- DATA FOR REVIEW:

▽

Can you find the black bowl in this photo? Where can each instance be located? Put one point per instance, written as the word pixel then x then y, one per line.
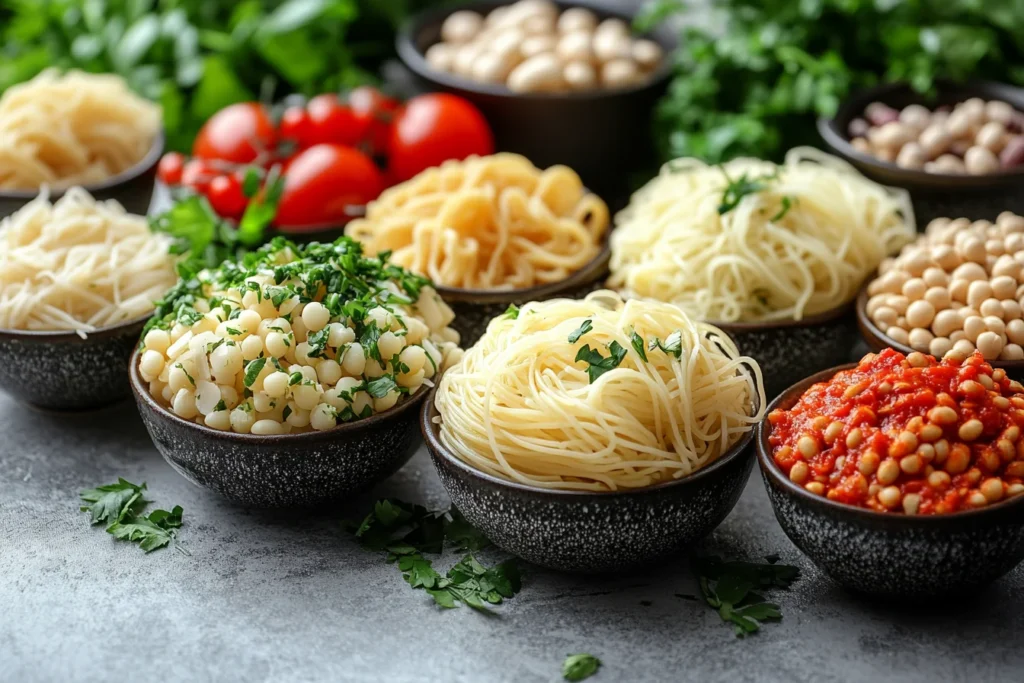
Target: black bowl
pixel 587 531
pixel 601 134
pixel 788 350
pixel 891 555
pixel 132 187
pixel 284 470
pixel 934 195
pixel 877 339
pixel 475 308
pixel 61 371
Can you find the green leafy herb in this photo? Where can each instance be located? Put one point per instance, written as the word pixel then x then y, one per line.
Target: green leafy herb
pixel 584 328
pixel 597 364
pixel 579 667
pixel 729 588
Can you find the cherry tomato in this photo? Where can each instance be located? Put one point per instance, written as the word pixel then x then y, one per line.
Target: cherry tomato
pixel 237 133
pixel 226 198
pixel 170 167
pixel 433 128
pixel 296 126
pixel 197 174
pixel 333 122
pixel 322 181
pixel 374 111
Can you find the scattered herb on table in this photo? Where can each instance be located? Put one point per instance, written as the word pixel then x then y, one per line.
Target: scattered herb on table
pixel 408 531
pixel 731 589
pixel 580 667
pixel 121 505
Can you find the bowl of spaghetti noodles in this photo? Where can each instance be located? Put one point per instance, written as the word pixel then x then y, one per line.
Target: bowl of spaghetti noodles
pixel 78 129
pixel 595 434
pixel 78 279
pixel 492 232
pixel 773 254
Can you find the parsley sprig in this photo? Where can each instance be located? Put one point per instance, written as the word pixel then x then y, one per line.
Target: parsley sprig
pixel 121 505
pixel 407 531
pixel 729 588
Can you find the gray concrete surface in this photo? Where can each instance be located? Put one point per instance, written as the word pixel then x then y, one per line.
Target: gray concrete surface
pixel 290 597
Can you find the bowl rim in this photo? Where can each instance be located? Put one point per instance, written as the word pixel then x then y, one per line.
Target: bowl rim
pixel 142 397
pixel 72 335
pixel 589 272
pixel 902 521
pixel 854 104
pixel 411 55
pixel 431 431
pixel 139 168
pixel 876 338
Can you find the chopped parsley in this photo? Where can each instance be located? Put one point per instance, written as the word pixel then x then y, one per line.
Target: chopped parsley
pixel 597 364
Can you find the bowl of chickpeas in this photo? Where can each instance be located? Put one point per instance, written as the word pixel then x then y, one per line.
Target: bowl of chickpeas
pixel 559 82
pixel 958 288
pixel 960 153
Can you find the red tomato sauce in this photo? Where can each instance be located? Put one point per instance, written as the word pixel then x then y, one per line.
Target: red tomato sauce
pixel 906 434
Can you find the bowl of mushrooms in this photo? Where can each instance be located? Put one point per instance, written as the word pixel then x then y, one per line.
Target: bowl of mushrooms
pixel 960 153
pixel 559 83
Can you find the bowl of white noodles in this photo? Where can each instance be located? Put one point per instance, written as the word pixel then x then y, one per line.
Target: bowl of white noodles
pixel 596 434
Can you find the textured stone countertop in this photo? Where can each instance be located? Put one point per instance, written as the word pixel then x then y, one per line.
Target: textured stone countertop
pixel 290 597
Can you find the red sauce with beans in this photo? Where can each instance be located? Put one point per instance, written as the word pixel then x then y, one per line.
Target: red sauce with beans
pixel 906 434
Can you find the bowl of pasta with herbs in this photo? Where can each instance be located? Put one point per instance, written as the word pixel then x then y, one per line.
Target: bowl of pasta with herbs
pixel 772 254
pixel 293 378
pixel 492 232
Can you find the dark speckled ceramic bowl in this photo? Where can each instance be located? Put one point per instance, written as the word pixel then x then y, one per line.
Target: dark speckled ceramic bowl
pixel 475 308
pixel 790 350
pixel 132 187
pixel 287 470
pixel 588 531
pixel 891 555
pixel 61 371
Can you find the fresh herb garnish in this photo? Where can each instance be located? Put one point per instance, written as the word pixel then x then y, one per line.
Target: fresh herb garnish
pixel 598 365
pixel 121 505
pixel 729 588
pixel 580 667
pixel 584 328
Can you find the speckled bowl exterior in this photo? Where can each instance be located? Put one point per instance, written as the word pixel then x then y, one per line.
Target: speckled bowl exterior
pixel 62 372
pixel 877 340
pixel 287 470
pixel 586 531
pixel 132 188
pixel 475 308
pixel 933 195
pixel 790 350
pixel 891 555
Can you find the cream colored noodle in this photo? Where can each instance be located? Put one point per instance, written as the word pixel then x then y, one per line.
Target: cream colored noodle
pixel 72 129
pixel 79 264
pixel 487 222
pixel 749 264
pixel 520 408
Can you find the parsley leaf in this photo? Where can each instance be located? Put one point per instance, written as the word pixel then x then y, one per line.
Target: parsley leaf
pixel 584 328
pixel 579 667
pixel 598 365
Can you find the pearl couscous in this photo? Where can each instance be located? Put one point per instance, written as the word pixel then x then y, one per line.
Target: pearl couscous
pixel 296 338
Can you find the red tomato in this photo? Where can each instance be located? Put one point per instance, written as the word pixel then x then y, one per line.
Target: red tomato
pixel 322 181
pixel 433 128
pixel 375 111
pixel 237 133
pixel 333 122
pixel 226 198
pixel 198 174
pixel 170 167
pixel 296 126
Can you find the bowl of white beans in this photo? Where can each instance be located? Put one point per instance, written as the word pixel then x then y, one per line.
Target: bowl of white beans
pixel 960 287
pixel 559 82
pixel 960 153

△
▽

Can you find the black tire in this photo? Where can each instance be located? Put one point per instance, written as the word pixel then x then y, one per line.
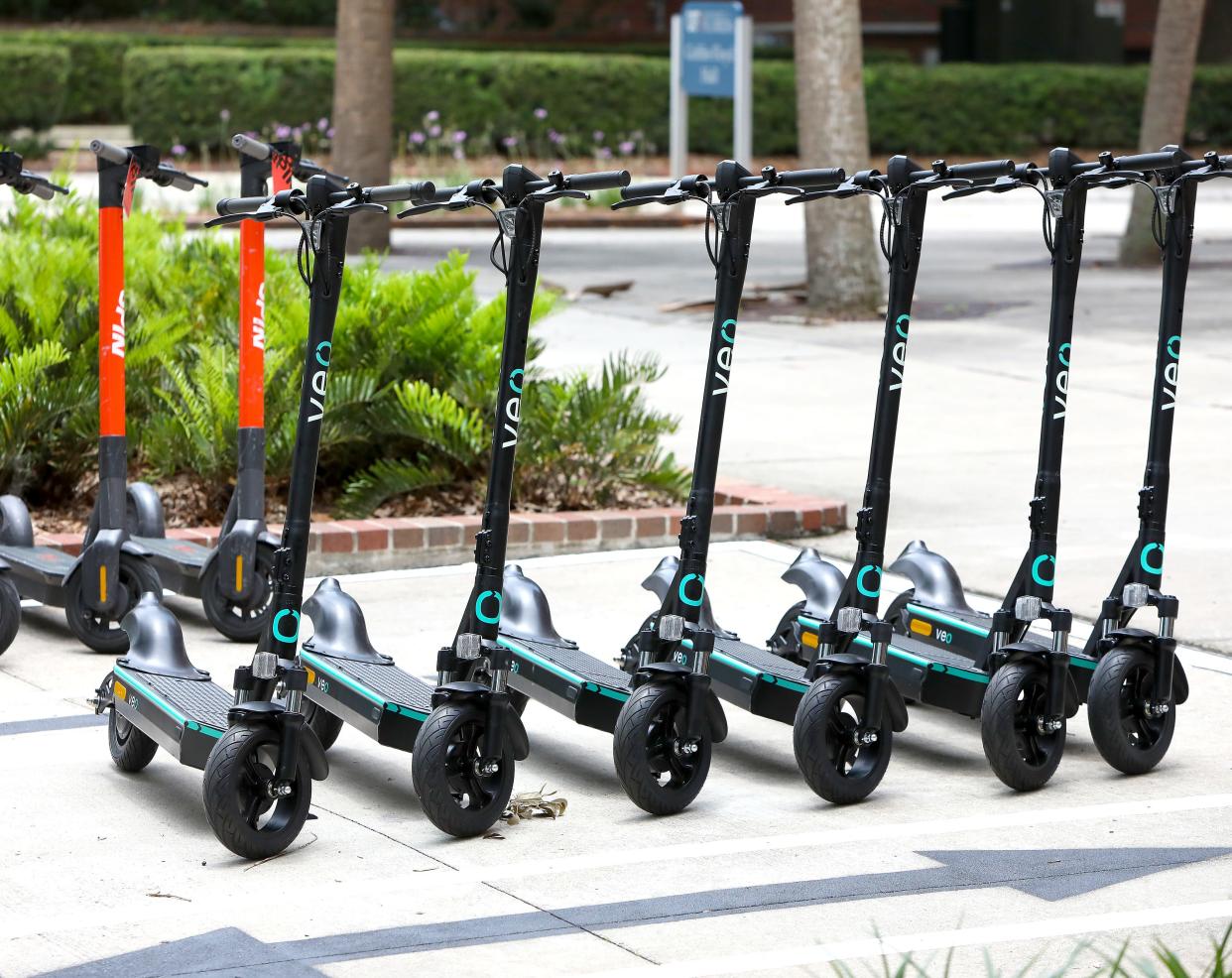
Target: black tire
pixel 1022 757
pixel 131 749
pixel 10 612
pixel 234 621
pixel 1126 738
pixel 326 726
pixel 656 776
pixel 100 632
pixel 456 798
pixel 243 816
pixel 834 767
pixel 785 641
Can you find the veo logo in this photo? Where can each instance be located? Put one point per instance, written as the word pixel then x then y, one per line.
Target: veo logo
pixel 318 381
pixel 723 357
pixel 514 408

△
▽

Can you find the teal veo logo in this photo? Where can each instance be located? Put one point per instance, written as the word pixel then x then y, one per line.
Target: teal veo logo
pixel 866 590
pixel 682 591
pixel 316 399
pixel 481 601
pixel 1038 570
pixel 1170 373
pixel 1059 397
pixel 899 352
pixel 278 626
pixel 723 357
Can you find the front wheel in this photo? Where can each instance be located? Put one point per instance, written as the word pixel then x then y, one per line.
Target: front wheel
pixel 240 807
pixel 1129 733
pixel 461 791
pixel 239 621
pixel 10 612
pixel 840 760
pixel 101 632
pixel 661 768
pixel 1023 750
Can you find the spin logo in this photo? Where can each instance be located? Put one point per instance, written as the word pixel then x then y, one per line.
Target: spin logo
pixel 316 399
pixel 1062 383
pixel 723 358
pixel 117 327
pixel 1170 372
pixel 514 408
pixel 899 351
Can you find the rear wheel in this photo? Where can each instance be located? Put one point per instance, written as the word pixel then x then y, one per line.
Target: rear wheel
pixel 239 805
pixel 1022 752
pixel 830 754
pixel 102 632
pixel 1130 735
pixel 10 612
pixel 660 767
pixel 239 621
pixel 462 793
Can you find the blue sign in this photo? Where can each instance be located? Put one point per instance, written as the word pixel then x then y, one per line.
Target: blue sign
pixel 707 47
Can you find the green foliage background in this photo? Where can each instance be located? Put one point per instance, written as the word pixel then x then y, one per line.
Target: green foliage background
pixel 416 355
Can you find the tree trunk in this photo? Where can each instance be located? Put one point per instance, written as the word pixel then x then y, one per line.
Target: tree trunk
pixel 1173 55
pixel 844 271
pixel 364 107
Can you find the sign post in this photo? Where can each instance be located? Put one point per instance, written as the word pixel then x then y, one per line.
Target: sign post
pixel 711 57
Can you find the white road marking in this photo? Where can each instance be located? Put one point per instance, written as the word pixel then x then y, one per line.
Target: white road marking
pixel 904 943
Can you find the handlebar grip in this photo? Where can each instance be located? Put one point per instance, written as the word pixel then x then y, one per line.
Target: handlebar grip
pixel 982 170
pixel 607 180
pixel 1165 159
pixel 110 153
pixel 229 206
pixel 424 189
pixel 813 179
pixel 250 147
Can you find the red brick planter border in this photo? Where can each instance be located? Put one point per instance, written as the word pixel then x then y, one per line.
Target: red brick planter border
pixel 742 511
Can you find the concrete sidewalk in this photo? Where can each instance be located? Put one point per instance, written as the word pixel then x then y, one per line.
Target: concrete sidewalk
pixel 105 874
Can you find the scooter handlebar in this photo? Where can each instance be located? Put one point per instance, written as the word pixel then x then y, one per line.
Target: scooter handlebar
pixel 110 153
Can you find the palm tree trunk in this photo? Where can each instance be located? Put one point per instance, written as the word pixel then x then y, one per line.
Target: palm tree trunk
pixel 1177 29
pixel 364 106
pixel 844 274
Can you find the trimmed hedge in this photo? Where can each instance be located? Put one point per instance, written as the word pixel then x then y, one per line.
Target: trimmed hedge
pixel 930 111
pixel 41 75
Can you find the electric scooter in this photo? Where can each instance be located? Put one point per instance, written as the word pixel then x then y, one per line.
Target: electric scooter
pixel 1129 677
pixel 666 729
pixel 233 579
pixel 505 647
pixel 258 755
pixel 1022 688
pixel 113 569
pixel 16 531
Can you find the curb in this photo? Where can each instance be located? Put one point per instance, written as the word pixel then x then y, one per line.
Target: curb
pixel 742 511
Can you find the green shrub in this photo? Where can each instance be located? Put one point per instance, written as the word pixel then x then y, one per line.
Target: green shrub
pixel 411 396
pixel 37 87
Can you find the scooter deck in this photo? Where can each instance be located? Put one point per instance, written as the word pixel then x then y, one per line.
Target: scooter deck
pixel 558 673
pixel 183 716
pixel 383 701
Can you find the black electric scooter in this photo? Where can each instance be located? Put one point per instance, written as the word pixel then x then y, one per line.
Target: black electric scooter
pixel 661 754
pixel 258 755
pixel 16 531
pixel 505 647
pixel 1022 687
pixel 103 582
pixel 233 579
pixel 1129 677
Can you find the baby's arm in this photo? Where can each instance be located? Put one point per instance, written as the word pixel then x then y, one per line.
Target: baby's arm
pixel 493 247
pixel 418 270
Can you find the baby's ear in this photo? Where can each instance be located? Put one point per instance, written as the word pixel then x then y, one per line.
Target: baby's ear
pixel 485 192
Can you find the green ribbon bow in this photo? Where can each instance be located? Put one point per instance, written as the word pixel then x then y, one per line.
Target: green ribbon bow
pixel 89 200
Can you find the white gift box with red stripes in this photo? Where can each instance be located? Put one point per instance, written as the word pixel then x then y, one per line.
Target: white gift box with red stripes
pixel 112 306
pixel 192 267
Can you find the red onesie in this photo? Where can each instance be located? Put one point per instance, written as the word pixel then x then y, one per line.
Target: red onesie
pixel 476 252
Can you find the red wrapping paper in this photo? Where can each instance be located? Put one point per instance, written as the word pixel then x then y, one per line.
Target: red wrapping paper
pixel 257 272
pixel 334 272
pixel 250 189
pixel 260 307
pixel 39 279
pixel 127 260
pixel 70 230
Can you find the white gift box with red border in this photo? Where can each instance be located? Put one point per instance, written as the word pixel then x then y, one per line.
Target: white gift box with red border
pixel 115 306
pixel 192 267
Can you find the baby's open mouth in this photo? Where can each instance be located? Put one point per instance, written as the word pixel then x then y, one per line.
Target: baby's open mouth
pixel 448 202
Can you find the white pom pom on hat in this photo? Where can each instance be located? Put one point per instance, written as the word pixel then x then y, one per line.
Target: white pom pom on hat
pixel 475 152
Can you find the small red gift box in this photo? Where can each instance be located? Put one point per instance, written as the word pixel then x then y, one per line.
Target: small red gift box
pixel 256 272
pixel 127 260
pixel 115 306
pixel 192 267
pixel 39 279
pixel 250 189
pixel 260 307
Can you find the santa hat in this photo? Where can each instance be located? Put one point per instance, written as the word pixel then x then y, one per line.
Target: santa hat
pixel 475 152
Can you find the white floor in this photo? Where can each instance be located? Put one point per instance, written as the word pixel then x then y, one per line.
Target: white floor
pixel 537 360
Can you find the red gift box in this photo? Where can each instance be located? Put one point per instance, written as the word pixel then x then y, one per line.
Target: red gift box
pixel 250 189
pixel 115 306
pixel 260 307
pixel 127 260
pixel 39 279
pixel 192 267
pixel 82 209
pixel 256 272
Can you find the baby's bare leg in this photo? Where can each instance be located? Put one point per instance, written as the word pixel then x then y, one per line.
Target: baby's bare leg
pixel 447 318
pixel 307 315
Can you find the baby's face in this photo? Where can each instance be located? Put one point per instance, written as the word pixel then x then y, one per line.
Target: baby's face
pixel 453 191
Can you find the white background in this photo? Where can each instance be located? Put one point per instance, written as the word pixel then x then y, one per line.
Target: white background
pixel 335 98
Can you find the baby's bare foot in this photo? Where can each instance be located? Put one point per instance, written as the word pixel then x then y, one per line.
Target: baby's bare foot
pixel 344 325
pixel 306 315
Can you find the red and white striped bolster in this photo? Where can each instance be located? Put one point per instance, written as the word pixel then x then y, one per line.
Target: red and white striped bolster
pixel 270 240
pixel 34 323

△

- ASSIGNED TASK: Look above for the line with "Can you find the black bowl" and the line with "Can you find the parsley sprig". Output those two and everything between them exactly, pictures excluded.

- ANSWER TO THIS EXERCISE:
Can you find the black bowl in this photo? Where can each instance be located? Put one point per instance, written as the word pixel then x then y, one per line.
Target: black bowl
pixel 587 531
pixel 601 134
pixel 788 350
pixel 891 555
pixel 132 187
pixel 284 470
pixel 934 195
pixel 877 339
pixel 475 308
pixel 61 371
Can you find the green leafy herb in this photo? Where can each instance be located? Put one point per instance, written as the word pixel then x then y, one per line.
Target: green leafy herb
pixel 584 328
pixel 597 364
pixel 579 667
pixel 729 588
Can you find the cherry tomato in this photo? Where can each instance be located? Put one point per instance, written as the word pixel then x then y, one per line.
Target: cherry tomato
pixel 237 133
pixel 226 198
pixel 170 167
pixel 433 128
pixel 296 126
pixel 197 174
pixel 333 122
pixel 322 181
pixel 374 111
Can you find the scattered herb on table in this photo? Where can each instance be located? Put one point per instance, written as the word pixel then x then y, one per line.
Target: scattered herb on table
pixel 408 531
pixel 731 589
pixel 580 667
pixel 121 505
Can you find the bowl of spaghetti noodles in this photo? Where can each instance be located? Put one point per instance, written as the word pixel then x then y, one per line.
Target: bowl of spaghetti noodles
pixel 78 129
pixel 595 434
pixel 78 279
pixel 492 232
pixel 773 254
Can you find the parsley sprig in this photo? Where can each instance be located? Put one point per instance, written as the word pixel then x then y, one per line.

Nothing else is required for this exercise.